▶ [Travail à faire]:
Recopiez l'ensemble des données ci-dessous en substituant « stone » à « pebble » partout, sans rien modifier d'autre. Laissez les images hors de votre réponse.

▶ [Données présentées]:

•••••

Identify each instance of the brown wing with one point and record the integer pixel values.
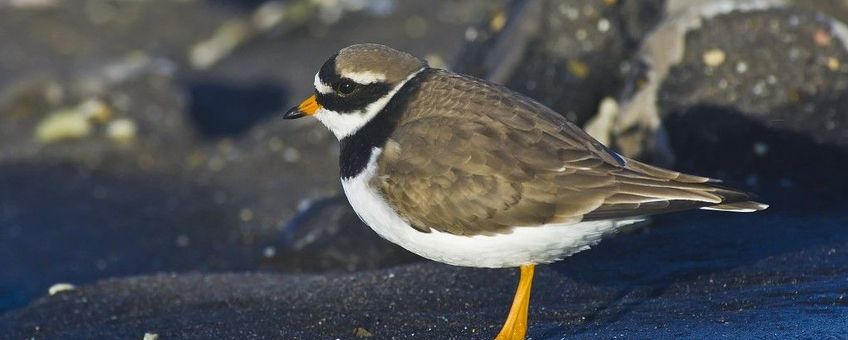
(474, 158)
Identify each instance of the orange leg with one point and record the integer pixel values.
(515, 326)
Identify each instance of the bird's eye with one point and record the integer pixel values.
(346, 87)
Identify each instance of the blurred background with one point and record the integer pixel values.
(140, 137)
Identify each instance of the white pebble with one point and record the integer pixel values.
(714, 57)
(291, 155)
(471, 34)
(741, 67)
(121, 130)
(603, 25)
(60, 288)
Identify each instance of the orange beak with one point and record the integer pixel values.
(307, 107)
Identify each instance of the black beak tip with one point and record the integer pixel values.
(293, 113)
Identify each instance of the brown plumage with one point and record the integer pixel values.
(468, 157)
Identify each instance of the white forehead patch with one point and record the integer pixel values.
(320, 86)
(364, 78)
(344, 124)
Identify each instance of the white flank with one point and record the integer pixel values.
(347, 123)
(524, 245)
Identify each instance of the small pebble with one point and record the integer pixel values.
(581, 34)
(121, 130)
(714, 57)
(741, 67)
(603, 25)
(498, 21)
(291, 155)
(833, 64)
(62, 125)
(471, 34)
(821, 37)
(60, 288)
(360, 332)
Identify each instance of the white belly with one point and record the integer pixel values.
(524, 245)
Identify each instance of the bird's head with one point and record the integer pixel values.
(355, 84)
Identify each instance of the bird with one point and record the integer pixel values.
(469, 173)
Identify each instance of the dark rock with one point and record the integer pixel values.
(566, 54)
(764, 108)
(697, 275)
(209, 178)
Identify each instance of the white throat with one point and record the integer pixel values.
(347, 123)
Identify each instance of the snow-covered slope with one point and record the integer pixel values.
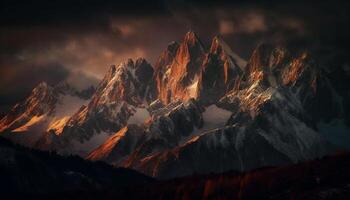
(44, 110)
(196, 111)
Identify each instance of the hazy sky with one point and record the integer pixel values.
(77, 40)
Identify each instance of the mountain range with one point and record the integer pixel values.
(197, 110)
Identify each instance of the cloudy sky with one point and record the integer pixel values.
(77, 40)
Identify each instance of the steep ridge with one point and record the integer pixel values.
(202, 112)
(181, 76)
(25, 172)
(221, 70)
(44, 109)
(123, 92)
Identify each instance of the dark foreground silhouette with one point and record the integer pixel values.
(33, 174)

•••••

▶ [Corrigé de l'exercice]:
Identify each instance of the brown wing with one point and record the integer pixel values.
(474, 158)
Identify each instance of the orange leg with one point and record the integer pixel values.
(515, 326)
Identify each instance of the bird's eye with one point and record the integer pixel values.
(346, 87)
Identify each instance of the blurred background with one point and record the integer pixel values.
(140, 137)
Identify each instance of the white stone with one point and record the integer pixel values.
(714, 57)
(291, 155)
(471, 34)
(741, 67)
(121, 130)
(603, 25)
(60, 288)
Identify each instance of the orange beak with one point and record the integer pixel values.
(307, 107)
Identify each instance of the black beak tip with one point and record the integer pixel values.
(293, 113)
Identify each instance of the brown plumage with one point and record the integer pixel values.
(468, 157)
Identify each instance of the white forehead patch with one point and record the integer pixel values.
(320, 86)
(364, 78)
(344, 124)
Identify each instance of the white flank with one point and record the integer pixel values.
(347, 123)
(524, 245)
Identify each instance of the small stone with one point and record the integer pixel values.
(581, 34)
(121, 130)
(714, 57)
(741, 67)
(603, 25)
(498, 21)
(291, 155)
(833, 64)
(62, 125)
(471, 34)
(821, 37)
(60, 288)
(360, 332)
Identify each instance of the white belly with one point and record the integer pixel values.
(524, 245)
Identify each instance of the bird's head with one point and record the integer pixel values.
(355, 84)
Identify each instance of the bird with one point and record the integer pixel values.
(469, 173)
Identify each instance of the dark rock with one point and record the integer pixel values.
(566, 54)
(764, 108)
(697, 275)
(209, 178)
Identify each instance of the white throat with one point and record the integer pixel values.
(347, 123)
Identify each instance of the snow-covered slope with one point and record the integer pixel values.
(44, 110)
(196, 111)
Identify each instance of the hazy sky with one point and record the integer pixel values.
(77, 40)
Identify each instance of the mountain range with one point and record the integer pixel values.
(197, 110)
Identify each instance of the cloudy sky with one point and record the integer pixel values.
(77, 40)
Identify each instance of the steep ridge with one point and record the integer pixel values.
(202, 112)
(181, 76)
(25, 172)
(221, 70)
(44, 109)
(123, 92)
Identify each instance of the dark foreground silhouette with one point and record the integer pixel values.
(33, 174)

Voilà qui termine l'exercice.